### Given exercise
Reproduce word for word the lines starting with the one that contains "y=214, one point per instance." and continuing through the final line of the items below, including both of those lines.

Excerpts from location labeling data

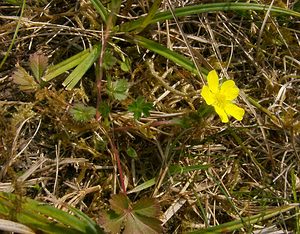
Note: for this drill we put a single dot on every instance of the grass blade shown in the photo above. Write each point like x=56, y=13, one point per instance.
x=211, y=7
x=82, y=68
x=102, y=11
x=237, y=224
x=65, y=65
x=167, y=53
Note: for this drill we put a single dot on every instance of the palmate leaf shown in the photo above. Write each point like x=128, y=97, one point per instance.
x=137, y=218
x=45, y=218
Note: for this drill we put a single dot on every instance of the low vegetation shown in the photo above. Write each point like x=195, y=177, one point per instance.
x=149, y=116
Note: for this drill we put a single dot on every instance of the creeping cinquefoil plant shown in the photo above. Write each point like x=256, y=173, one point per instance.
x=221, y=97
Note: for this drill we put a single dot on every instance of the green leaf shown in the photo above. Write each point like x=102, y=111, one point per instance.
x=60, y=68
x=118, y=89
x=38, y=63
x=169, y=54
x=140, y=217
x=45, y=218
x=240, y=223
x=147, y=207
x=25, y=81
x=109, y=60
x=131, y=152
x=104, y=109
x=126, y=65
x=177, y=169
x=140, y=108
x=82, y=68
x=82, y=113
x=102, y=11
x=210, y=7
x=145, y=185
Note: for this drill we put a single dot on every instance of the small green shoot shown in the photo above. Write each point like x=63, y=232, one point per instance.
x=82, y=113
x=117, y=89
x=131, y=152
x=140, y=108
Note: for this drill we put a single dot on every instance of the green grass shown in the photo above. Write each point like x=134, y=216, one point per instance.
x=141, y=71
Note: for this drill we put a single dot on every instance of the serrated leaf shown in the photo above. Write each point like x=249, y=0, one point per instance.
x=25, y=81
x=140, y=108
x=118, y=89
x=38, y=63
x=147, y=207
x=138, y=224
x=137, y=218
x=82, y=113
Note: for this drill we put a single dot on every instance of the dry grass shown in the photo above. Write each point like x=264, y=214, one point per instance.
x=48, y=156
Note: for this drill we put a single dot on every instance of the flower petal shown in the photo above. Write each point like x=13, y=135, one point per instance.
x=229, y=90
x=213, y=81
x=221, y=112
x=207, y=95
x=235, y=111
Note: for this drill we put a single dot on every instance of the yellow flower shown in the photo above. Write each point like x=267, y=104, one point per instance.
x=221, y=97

### Problem solution
Note: for this drill we put a single dot on every instance of the dry grass shown in the photo above. Write each point like x=264, y=214, one point per instance.
x=48, y=156
Note: for this drill we put a single dot on every instance of the flower petal shown in the photo above. Write each point like x=13, y=135, one point per instance.
x=229, y=90
x=213, y=81
x=221, y=112
x=207, y=95
x=235, y=111
Note: for this drill we put a single dot on every instance of the yellow flower shown in the photo above. Write each point like x=267, y=104, one point per instance.
x=221, y=97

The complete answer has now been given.